● Directive
The records that follow must be repeated verbatim, every one of them.

(Point annotation records)
%%

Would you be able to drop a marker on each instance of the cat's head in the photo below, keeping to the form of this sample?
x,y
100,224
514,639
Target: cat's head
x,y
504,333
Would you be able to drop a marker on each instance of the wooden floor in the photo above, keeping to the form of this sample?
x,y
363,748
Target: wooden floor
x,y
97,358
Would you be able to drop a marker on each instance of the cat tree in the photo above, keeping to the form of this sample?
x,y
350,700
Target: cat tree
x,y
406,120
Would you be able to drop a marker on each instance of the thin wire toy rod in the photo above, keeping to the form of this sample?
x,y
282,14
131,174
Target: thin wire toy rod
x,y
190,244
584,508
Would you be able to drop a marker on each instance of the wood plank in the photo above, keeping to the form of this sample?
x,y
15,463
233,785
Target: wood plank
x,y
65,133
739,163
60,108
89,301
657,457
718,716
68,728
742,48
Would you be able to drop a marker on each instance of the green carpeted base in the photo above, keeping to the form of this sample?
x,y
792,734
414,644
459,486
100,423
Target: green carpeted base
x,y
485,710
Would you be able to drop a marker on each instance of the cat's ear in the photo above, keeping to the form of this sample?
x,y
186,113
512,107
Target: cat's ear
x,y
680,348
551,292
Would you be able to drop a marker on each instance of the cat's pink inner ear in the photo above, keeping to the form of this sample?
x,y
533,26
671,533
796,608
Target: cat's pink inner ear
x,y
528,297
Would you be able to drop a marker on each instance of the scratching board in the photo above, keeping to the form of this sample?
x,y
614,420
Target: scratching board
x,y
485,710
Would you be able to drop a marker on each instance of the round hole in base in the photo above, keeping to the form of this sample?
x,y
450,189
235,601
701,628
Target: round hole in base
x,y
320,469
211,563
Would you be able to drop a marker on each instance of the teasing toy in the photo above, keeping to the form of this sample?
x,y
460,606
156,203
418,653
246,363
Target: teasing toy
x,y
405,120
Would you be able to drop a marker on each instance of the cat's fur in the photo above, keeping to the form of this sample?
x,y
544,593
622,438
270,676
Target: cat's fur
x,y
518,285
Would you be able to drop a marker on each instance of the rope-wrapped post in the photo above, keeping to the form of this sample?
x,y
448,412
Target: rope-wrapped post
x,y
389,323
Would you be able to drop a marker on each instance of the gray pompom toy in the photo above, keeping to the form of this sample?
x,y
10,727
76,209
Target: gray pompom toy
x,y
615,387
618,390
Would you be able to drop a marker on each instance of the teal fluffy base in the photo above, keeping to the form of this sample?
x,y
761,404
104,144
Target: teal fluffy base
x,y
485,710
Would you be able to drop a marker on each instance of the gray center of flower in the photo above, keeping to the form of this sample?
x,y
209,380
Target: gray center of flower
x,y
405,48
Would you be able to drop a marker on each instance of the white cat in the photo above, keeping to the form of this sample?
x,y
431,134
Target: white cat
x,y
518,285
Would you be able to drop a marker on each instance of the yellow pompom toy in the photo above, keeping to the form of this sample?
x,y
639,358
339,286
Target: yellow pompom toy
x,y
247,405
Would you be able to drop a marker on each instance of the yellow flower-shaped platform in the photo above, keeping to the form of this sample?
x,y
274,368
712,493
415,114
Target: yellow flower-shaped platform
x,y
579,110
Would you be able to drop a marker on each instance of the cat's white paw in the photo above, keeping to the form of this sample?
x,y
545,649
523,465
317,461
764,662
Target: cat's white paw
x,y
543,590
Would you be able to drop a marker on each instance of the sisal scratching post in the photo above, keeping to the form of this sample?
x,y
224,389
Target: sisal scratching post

%%

● Written response
Would you be able to drop a marker on each instance of the cat's head in the photo below, keeping to the form of this sample?
x,y
100,224
514,639
Target: cat's head
x,y
504,333
Would you be able to drop a marker on each instance of the wooden floor in the photo above, keeping to the form of this sample?
x,y
363,748
Target: wooden floor
x,y
97,358
Would you be able to drop a marker on each instance of the cat tree in the photo above, keeping to the form of this sample?
x,y
350,700
Target: cat tree
x,y
406,120
Would you be able to drop a marker on each instance of the thin wire toy rod in the photo above, keeping to the form of this sample?
x,y
282,14
131,174
Target: thin wire toy rod
x,y
190,244
584,508
Would you be able to drop a marker on each instance of the wood plank in the photo above, keeping to the form of this sample?
x,y
15,463
233,785
Target: wood plank
x,y
65,133
739,163
60,108
89,301
657,457
718,716
68,728
742,48
Would you be able to drop a marker on each instance of the green carpeted base in the photo above, keeping to the form of this sample?
x,y
792,734
414,644
459,486
100,423
Target: green carpeted base
x,y
485,710
Would you be able to drop a marker on each instance of the cat's ear in the photo above, keeping to the form of this sample?
x,y
186,113
512,107
Target: cat's ear
x,y
680,348
551,292
Would you be able to drop a marker on each instance of the cat's pink inner ear in the photo above, keeping to the form of this sample?
x,y
533,26
671,533
796,608
Target: cat's pink inner ear
x,y
528,297
Would you be able to drop a marker on each instance of the scratching board in the photo above, keeping to the form of this sample?
x,y
614,420
Target: scratching board
x,y
485,710
Would you be able to drop a marker on each instance of the round hole in base in the photo above, keeping to the form of this sample?
x,y
450,189
235,601
701,628
Target: round hole in base
x,y
320,469
211,563
Would you be able to drop a marker on each instance of the teasing toy in the photo above, keeping to the form of this sample?
x,y
460,606
156,203
418,653
246,363
Target: teasing toy
x,y
405,120
Would you be able to drop a marker on each instance of the cat's fur in the photo above, keeping to the form of this sample?
x,y
544,593
622,438
270,676
Target: cat's fur
x,y
518,285
Would you be able to drop a marker on each instance of the rope-wrapped post in the photo above, keeping to the form of this sample?
x,y
448,412
Target: rope-wrapped post
x,y
389,323
Would you be able to drop a marker on each instance of the gray pompom toy in the photo above, keeping to the form of this sample?
x,y
10,727
76,209
Target: gray pompom toy
x,y
615,387
618,390
Would you be able to drop a marker on each instance of the teal fluffy base in the photo above, keeping to the form of this sample?
x,y
761,404
104,144
Target: teal fluffy base
x,y
485,710
Would you be able to drop a marker on each instance of the gray center of flower in the photo above, keeping to the form of this sample?
x,y
209,380
Target: gray center of flower
x,y
405,48
Would you be able to drop a marker on each instance of the white cat in the photo above, keeping to the form of this sample?
x,y
431,134
Target: white cat
x,y
518,285
Would you be able to drop a marker on each instance of the yellow pompom toy in the photo above, keeping to the form of this sample?
x,y
639,358
339,286
Target: yellow pompom toy
x,y
247,405
Would you be able to drop a marker on each instance of the yellow flower-shaped platform in the photo above, keeping to the form of this sample?
x,y
274,368
712,493
415,114
Target: yellow flower-shaped platform
x,y
579,110
Would you be able to drop a marker on each instance of the cat's white paw in the photo above, keeping to the form of this sample?
x,y
545,649
523,465
317,461
764,662
Target: cat's white paw
x,y
543,590
Would you be able to drop a marker on each instance of the sisal scratching post in the photo above, keeping to the form of this sample?
x,y
224,389
Target: sisal scratching post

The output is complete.